▸ **Task input**
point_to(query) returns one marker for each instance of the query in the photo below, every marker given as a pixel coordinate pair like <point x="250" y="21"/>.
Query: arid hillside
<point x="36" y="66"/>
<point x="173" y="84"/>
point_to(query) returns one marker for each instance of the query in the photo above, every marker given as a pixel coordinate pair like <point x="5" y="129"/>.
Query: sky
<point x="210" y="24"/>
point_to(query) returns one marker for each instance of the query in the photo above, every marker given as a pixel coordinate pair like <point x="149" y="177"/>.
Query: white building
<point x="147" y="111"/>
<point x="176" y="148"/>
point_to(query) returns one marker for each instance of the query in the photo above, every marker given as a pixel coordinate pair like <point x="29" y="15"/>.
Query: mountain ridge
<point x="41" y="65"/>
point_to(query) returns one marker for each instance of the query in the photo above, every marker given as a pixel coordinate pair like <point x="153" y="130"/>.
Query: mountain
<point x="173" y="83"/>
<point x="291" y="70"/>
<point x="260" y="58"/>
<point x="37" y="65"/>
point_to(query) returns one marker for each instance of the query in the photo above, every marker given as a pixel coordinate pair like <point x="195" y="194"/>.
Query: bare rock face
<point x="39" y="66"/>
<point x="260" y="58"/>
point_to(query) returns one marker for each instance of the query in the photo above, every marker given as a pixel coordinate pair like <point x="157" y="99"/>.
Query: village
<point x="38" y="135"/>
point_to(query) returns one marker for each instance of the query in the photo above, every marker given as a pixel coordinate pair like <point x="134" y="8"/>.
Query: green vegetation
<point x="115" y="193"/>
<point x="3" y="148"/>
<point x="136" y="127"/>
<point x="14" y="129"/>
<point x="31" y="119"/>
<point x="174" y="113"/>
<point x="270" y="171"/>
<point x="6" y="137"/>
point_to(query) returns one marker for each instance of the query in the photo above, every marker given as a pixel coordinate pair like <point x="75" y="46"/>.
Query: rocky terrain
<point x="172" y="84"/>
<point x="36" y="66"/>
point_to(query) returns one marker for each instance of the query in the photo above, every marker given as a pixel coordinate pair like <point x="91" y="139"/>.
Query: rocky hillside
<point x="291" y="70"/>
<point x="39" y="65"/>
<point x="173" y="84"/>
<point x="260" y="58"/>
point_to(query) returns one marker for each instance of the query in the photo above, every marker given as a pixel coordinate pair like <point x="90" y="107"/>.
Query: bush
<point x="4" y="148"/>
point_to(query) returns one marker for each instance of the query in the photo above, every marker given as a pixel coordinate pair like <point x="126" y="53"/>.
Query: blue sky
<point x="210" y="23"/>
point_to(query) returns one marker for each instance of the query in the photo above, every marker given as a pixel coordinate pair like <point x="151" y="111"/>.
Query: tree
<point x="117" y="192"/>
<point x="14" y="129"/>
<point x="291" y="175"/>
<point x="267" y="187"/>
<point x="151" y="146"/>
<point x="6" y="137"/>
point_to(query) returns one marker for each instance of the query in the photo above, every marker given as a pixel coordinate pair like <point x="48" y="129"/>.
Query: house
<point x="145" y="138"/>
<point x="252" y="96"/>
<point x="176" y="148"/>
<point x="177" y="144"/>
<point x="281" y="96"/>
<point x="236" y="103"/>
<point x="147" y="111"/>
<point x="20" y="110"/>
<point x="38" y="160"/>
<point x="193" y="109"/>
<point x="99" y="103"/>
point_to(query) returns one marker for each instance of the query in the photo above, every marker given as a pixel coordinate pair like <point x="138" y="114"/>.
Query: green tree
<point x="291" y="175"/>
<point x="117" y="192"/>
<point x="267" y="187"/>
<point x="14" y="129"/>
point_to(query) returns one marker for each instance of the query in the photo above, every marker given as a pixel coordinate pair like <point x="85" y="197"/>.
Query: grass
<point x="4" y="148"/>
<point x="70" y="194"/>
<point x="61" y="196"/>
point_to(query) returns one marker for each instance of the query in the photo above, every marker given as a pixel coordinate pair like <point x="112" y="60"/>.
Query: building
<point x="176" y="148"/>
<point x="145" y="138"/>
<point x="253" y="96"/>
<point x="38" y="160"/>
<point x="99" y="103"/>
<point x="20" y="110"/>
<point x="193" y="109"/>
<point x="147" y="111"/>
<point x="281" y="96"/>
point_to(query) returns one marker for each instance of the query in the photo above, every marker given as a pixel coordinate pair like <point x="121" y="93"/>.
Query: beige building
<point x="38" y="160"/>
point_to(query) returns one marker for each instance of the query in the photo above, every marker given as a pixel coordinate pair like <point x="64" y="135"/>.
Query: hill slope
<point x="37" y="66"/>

▸ **What you have to do**
Output every entry exactly as given.

▸ **Exercise answer**
point_to(query) returns one marker for each instance of the query in the photo below, every marker given as a pixel coordinate pair like <point x="250" y="21"/>.
Query: arid hillside
<point x="36" y="66"/>
<point x="173" y="84"/>
point_to(query) returns one marker for each instance of the query in the photo above, every marker given as a pixel coordinate pair like <point x="5" y="129"/>.
Query: sky
<point x="210" y="24"/>
point_to(query) returns one marker for each instance of the query in the photo above, every marker given as a pixel coordinate pair like <point x="149" y="177"/>.
Query: white building
<point x="147" y="111"/>
<point x="176" y="148"/>
point_to(query) returns one marker for each instance of the query in the photo above, every marker given as a pixel coordinate pair like <point x="29" y="15"/>.
Query: mountain ridge
<point x="41" y="65"/>
point_to(query) returns one marker for each instance of the query in the photo above, every marker given as a pixel coordinate pair like <point x="153" y="130"/>.
Query: mountain
<point x="173" y="83"/>
<point x="291" y="70"/>
<point x="260" y="58"/>
<point x="37" y="65"/>
point_to(query) returns one marker for each instance of the query in the photo above, every marker given as a pixel coordinate pair like <point x="195" y="194"/>.
Query: bare rock face
<point x="39" y="66"/>
<point x="260" y="58"/>
point_to(query) returns one marker for each instance of the query in the photo above, every marker given as a pixel coordinate pair like <point x="157" y="99"/>.
Query: village
<point x="38" y="135"/>
point_to(query) returns one marker for each instance of the query in the photo above, every marker given as a pixel coordinate pair like <point x="134" y="8"/>.
Query: green vegetation
<point x="115" y="193"/>
<point x="3" y="148"/>
<point x="136" y="127"/>
<point x="14" y="129"/>
<point x="31" y="119"/>
<point x="174" y="113"/>
<point x="270" y="171"/>
<point x="6" y="137"/>
point_to(query) returns one marker for each instance of the query in the photo above, every marker given as a pixel coordinate pair like <point x="75" y="46"/>.
Query: rocky terrain
<point x="172" y="84"/>
<point x="36" y="66"/>
point_to(query) returns one marker for each instance of the query in the photo above, every marker given as a pixel coordinate pair like <point x="91" y="139"/>.
Query: rocky hillside
<point x="291" y="70"/>
<point x="39" y="65"/>
<point x="173" y="84"/>
<point x="260" y="58"/>
point_to(query) returns one marker for each instance of the query in the photo above, every marker given as a pixel coordinate pair like <point x="90" y="107"/>.
Query: bush
<point x="4" y="148"/>
point_to(query) returns one marker for each instance of the query in the photo above, every marker given as a pixel coordinate pair like <point x="126" y="53"/>.
Query: blue sky
<point x="210" y="23"/>
point_to(query) returns one marker for each instance of the query in the photo above, every marker given as a pixel coordinate pair like <point x="151" y="111"/>.
Query: tree
<point x="117" y="192"/>
<point x="14" y="129"/>
<point x="291" y="175"/>
<point x="267" y="187"/>
<point x="151" y="146"/>
<point x="6" y="137"/>
point_to(query) returns one marker for each instance of the query in the photo above, every marker given as a pixel coordinate pair like <point x="48" y="129"/>.
Query: house
<point x="145" y="138"/>
<point x="252" y="96"/>
<point x="176" y="148"/>
<point x="177" y="144"/>
<point x="281" y="96"/>
<point x="236" y="103"/>
<point x="147" y="111"/>
<point x="20" y="110"/>
<point x="38" y="160"/>
<point x="193" y="109"/>
<point x="99" y="103"/>
point_to(query) returns one marker for each instance of the query in the photo above, every marker given as a pixel coordinate pair like <point x="138" y="114"/>.
Query: green tree
<point x="291" y="175"/>
<point x="117" y="192"/>
<point x="267" y="187"/>
<point x="14" y="129"/>
point_to(query) returns one marker for each instance of the query in the photo above, every marker given as a pixel coordinate pair like <point x="85" y="197"/>.
Query: grass
<point x="4" y="148"/>
<point x="70" y="194"/>
<point x="61" y="196"/>
point_to(query) returns one marker for each instance of the query in the photo above, every marker given as a pixel coordinate pair like <point x="112" y="60"/>.
Query: building
<point x="176" y="148"/>
<point x="145" y="138"/>
<point x="253" y="96"/>
<point x="38" y="160"/>
<point x="99" y="103"/>
<point x="20" y="110"/>
<point x="193" y="109"/>
<point x="147" y="111"/>
<point x="281" y="96"/>
point_to(query) returns one marker for each instance of the query in the photo above, every marker given as a pixel coordinate pair like <point x="121" y="93"/>.
Query: beige building
<point x="38" y="160"/>
point_to(query) returns one marker for each instance of the query in the photo above, every marker given as a pixel coordinate pair like <point x="64" y="135"/>.
Query: hill slope
<point x="37" y="66"/>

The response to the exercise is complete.